### What you should do
From the discussion thread about white light below, reproduce the passage between "Angel Green" and "hear both explanations.", inclusive.

### Document segment
*** Block opens ***
> what do you get in you add ... > what do you get when you add ...
Evan Morris
a delta function... i.e. a spike
Ayden Rogers
the "waveform of white light" has nothing to do with the actual light waves involved and everything to do with your perception of them. White is three separate wavelengths that when interpreted simultaneously appear to be white.
Brandon Peterson
but if those three waves (lets say red, green, and blue) combine to produce a fourth wave, wouldn't that fourth wave be "white"? if not white, what would it be?
Josiah Torres
thanks! is there some theorem or proof that shows this? is this just math 101 or signal processing? where can i read about this specific phenomenon?
Angel Green
Are you looking for a countable or uncountable number of frequencies? The answer is slightly different in either case.
This is true if you integrate over all frequencies, OP asked a slightly different question
white light is defined as a a collection of frequencies such that their fourier transform represents a white noise statistical distribution. the only involvement of 3 colors is due to the fact that our eyes can only probe 3 of the endless number of EM frequencies. there is nothing physically fundamental about red, green, and blue.
Nathaniel Sanders
> ...countable or uncountable number of frequencies?
don't know. would like to hear both explanations.
*** Block closes ***
Saved entries:
*** Block opens ***
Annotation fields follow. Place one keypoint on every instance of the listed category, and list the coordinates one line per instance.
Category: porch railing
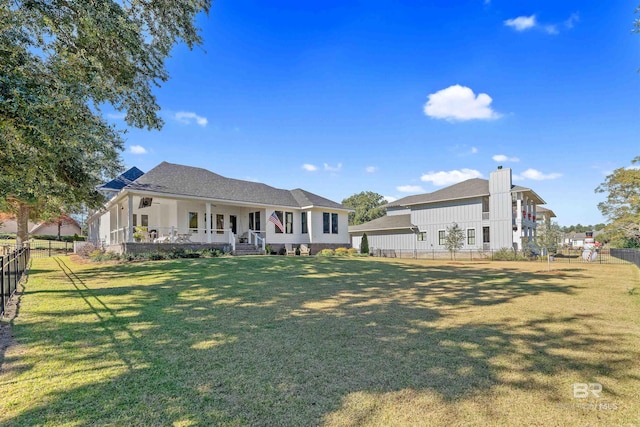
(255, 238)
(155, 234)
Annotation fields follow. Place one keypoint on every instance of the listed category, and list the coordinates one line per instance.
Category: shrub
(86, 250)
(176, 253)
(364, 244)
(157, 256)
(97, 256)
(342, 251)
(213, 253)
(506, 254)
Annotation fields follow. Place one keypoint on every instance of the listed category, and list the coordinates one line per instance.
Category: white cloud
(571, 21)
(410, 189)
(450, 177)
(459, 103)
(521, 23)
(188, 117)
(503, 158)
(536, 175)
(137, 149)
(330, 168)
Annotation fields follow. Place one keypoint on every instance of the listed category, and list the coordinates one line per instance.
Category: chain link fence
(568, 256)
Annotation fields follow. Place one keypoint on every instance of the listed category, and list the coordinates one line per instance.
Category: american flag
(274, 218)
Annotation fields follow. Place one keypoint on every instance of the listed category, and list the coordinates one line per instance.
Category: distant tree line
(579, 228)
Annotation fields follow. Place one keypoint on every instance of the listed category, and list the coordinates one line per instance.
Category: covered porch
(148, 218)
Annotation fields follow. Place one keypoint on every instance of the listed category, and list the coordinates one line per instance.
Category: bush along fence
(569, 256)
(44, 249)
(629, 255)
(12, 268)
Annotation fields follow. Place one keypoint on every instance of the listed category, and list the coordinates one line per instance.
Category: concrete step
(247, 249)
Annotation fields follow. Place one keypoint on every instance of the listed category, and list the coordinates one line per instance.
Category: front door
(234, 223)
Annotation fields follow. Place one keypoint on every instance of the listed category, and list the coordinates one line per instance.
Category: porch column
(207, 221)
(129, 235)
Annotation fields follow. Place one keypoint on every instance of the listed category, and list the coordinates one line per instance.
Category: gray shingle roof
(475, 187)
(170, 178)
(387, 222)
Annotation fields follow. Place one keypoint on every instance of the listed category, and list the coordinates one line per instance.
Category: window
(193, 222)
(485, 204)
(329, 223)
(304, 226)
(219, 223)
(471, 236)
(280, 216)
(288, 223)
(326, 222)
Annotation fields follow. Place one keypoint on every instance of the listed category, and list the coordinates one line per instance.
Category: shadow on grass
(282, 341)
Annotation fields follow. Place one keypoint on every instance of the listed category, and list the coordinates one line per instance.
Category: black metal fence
*** Block closes ***
### Exercise answer
Angel Green
Are you looking for a countable or uncountable number of frequencies? The answer is slightly different in either case.
This is true if you integrate over all frequencies, OP asked a slightly different question
white light is defined as a a collection of frequencies such that their fourier transform represents a white noise statistical distribution. the only involvement of 3 colors is due to the fact that our eyes can only probe 3 of the endless number of EM frequencies. there is nothing physically fundamental about red, green, and blue.
Nathaniel Sanders
> ...countable or uncountable number of frequencies?
don't know. would like to hear both explanations.